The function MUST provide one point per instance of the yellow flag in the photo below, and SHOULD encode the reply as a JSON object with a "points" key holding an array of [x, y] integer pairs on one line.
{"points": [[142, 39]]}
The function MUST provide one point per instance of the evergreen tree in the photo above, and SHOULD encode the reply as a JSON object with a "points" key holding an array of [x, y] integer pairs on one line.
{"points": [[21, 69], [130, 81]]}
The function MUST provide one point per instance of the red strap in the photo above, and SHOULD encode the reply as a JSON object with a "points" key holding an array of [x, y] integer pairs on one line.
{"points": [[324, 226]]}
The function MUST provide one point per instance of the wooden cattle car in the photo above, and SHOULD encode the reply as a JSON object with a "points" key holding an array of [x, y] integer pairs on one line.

* * *

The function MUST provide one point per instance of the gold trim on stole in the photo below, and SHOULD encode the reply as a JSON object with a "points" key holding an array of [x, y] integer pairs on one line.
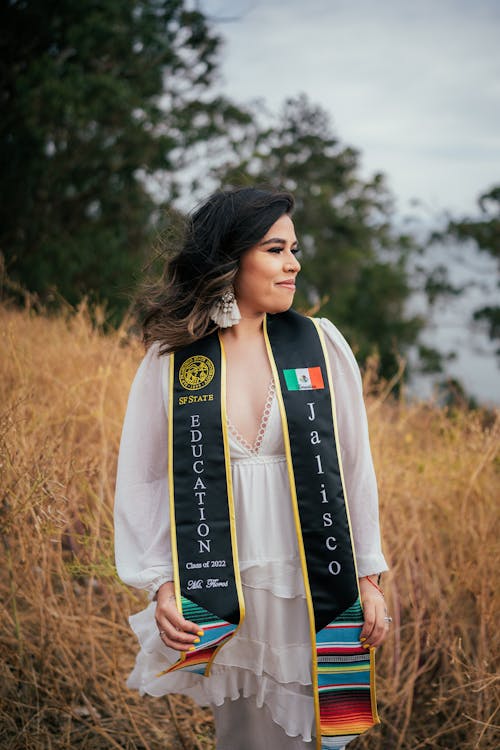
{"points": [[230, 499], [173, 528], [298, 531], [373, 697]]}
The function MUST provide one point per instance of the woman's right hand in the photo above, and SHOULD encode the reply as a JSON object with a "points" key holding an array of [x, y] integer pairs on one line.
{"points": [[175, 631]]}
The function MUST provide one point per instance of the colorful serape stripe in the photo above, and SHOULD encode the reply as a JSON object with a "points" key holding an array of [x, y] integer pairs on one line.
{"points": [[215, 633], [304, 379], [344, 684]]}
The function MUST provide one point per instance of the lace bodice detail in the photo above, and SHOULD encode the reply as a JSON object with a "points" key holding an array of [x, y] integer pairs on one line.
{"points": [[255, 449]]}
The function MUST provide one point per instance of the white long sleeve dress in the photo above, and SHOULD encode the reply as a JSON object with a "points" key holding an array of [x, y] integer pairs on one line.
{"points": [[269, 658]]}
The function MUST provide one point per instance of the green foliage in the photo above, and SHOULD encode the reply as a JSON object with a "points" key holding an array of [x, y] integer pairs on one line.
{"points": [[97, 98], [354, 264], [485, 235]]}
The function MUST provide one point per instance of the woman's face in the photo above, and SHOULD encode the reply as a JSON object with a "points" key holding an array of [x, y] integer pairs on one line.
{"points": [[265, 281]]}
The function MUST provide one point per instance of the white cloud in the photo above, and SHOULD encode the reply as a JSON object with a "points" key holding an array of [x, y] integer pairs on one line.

→ EXERCISE OBJECTIVE: Looking at the data above, write out exactly the lines that start at the one containing "The function MUST provide one point per instance of the yellow" and end at the one containing "The function MUST provide one point per instance of the wooden"; include both and nothing beyond.

→ YOUR RESPONSE:
The function MUST provide one point per instance of the yellow flag in the photo below, and SHOULD encode the reply as a JSON object with a "points" key holding an array of [x, y] integer pairs on one line.
{"points": [[142, 39]]}
The function MUST provide one point per instance of the evergreen tree in the photo above, and SHOULD encode the reply as a JSON object with a "points" key holding an array of [x, y] integer pairs on one line.
{"points": [[21, 69], [130, 81]]}
The function MUST provide one point per instance of the red strap in the photo above, and SHOULD encode the reply as a JSON object with a "points" key holding an array of [x, y] integer pairs on one line.
{"points": [[324, 226]]}
The function MUST provide one point per instance of the wooden cattle car in the photo above, and SHOULD encode the reply as a JSON object with a "points" key holding an array of [x, y] integer pairs on one line.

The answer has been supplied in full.